El presidente de los Estados Unidos, Donald J. Trump, hace comentarios mientras participa en una mesa redonda con funcionarios encargados de hacer cumplir la ley en el Comedor del Estado de la Casa Blanca, en Washington. // Foto: EFE
El presidente Donald Trump, no quiere bajarse del caballo, le agarró gusto al poder. Algunas personas cercanas a su círculo dijeron que había lanzado su candidatura en 2016 con la finalidad de elevar su perfil, nada raro en un hombre engreído y egocéntrico. Instalado en la Casa Blanca, ni un solo día ha dejado de causar controversias. Una de sus estrategias más eficaces ha sido lanzar diatribas a su gusto y medida. Convencido como está que los medios se lanzaran sobre una carnada apetitosa, enfilaran sus baterías para desmentirle o mostrar sus imposturas. Se mantiene en agenda sacando provecho a sus dislates. Jamás ha variado de conducta. En vísperas de nuevas elecciones, Trump agitó el avispero. Desea quedarse para un segundo mandato. Sabe que la tiene difícil. A eso obedece su desesperación.
El deseo de Trump de no regresar a Nueva York, no es un hecho reciente, el mismo gusto adquirió Nancy Reagan. Al ser entrevistada, poco antes de abandonar la Avenida Pensilvania, lloró ante los medios. Se sentía mal. ¿Cómo no creerle? Gozar de las mieles del poder se convierte en adicción. Especialmente en estas tierras del olvido donde los presidentes quieren quedarse instalados para siempre en el sillón presidencial. El regusto por mantenerse en el poder resulta una enfermedad incurable. Poco antes de abandonar la presidencia durante su segundo mandato, Barack Obama afirmó que de acuerdo a las encuestas él podría lanzar de nuevo su candidatura. A renglón seguido aclaró que no lo hacía debido a que las leyes se lo impedían. ¿Era solo una forma de hacer sentir su popularidad? Con los políticos nunca se sabe.

APLICA LO LEÍDO
1) Duplica del artículo sobre Trump y el poder el fragmento que comienza en las palabras "El deseo de" y termina después de "nunca se sabe.".
2) Prosigue el artículo sobre Trump y el poder a partir de su última oración.

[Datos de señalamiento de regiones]
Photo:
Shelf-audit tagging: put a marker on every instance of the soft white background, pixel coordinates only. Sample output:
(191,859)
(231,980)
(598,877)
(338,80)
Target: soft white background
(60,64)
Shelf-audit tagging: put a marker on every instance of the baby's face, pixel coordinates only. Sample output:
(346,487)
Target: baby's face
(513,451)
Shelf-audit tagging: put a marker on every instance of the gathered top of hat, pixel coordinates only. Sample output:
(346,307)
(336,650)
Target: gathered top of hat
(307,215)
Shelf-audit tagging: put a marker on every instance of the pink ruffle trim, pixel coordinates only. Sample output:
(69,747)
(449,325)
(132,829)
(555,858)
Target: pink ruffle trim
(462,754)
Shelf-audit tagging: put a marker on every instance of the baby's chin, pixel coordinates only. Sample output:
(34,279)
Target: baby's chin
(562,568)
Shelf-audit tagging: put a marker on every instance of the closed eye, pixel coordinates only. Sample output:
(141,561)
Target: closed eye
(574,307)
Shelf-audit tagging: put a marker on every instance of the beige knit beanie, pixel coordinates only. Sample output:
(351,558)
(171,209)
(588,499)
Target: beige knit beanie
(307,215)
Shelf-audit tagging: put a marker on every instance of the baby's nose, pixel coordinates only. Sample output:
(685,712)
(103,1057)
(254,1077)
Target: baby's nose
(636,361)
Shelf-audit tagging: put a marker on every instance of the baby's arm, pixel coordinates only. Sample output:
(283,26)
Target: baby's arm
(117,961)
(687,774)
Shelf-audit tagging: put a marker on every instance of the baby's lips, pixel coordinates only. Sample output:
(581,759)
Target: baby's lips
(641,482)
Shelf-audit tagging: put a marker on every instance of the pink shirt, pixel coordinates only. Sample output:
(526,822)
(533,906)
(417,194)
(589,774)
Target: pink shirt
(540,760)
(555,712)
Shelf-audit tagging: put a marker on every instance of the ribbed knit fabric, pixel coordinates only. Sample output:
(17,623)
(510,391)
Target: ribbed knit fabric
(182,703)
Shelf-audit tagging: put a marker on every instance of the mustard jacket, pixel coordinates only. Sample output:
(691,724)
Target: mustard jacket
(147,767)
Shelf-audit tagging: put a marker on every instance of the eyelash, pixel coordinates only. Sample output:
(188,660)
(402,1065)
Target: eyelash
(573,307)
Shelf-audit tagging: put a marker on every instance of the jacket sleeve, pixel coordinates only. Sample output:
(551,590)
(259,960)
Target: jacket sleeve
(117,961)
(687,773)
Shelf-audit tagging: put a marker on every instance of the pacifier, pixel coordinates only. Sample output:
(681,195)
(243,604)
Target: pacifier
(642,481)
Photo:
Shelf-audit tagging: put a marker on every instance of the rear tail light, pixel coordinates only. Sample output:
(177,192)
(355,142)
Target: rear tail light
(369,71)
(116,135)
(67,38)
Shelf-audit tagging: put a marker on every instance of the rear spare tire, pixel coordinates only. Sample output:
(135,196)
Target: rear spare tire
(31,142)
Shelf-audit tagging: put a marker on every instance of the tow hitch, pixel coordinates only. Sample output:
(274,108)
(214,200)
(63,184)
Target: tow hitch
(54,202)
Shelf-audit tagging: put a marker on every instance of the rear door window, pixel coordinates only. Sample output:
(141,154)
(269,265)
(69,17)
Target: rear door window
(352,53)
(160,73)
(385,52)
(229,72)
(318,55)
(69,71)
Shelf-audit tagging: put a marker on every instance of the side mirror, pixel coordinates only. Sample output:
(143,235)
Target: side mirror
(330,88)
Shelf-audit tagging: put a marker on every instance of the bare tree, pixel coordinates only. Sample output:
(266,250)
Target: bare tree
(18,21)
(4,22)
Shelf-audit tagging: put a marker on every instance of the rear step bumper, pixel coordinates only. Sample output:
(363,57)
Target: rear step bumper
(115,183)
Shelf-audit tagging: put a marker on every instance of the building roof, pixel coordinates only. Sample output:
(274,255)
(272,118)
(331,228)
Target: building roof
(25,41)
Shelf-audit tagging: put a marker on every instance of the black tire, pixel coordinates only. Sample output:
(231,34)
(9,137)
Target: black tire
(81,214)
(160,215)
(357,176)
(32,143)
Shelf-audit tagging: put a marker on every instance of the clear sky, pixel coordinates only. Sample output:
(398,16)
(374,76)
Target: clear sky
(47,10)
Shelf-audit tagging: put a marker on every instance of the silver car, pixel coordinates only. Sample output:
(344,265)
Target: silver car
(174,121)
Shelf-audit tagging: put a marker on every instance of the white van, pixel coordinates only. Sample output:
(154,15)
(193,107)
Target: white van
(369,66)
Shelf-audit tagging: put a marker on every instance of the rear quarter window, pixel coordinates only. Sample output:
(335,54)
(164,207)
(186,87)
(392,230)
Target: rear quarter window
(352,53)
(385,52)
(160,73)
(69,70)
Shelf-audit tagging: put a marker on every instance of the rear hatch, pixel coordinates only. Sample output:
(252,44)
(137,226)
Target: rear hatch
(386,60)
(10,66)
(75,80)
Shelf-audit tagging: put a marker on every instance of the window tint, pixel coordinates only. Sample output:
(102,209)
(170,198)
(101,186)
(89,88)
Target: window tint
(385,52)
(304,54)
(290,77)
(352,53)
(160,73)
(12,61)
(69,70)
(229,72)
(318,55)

RESPUESTAS ESPERADAS
1)
El deseo de Trump de no regresar a Nueva York, no es un hecho reciente, el mismo gusto adquirió Nancy Reagan. Al ser entrevistada, poco antes de abandonar la Avenida Pensilvania, lloró ante los medios. Se sentía mal. ¿Cómo no creerle? Gozar de las mieles del poder se convierte en adicción. Especialmente en estas tierras del olvido donde los presidentes quieren quedarse instalados para siempre en el sillón presidencial. El regusto por mantenerse en el poder resulta una enfermedad incurable. Poco antes de abandonar la presidencia durante su segundo mandato, Barack Obama afirmó que de acuerdo a las encuestas él podría lanzar de nuevo su candidatura. A renglón seguido aclaró que no lo hacía debido a que las leyes se lo impedían. ¿Era solo una forma de hacer sentir su popularidad? Con los políticos nunca se sabe.

2)
El deseo de Trump por revalidar el cargo no tiene nada de malo, el sistema político estadounidense permite dos mandatos consecutivos. Una aspiración legal. Lo cuestionable es cómo pretende lograrlo. Ante las dificultades que impone la pandemia de presentarse a las urnas (existe un miedo legítimo de que provoque un rebrote), Trump deslegitimó este mecanismo de votación. Continúa haciéndolo. Está en su derecho. El disentimiento es consustancial a todo régimen democrático. Lo inconcebible es que lo haga echando lodo al funcionamiento de instituciones federales. El Correo Postal se prestaría para un fraude electoral. Duda de su probidad. Para conseguir su objetivo se ha dedicado a crispar los ánimos de sus seguidores. Por igual, sigue restando credibilidad a los encargados de contar los votos.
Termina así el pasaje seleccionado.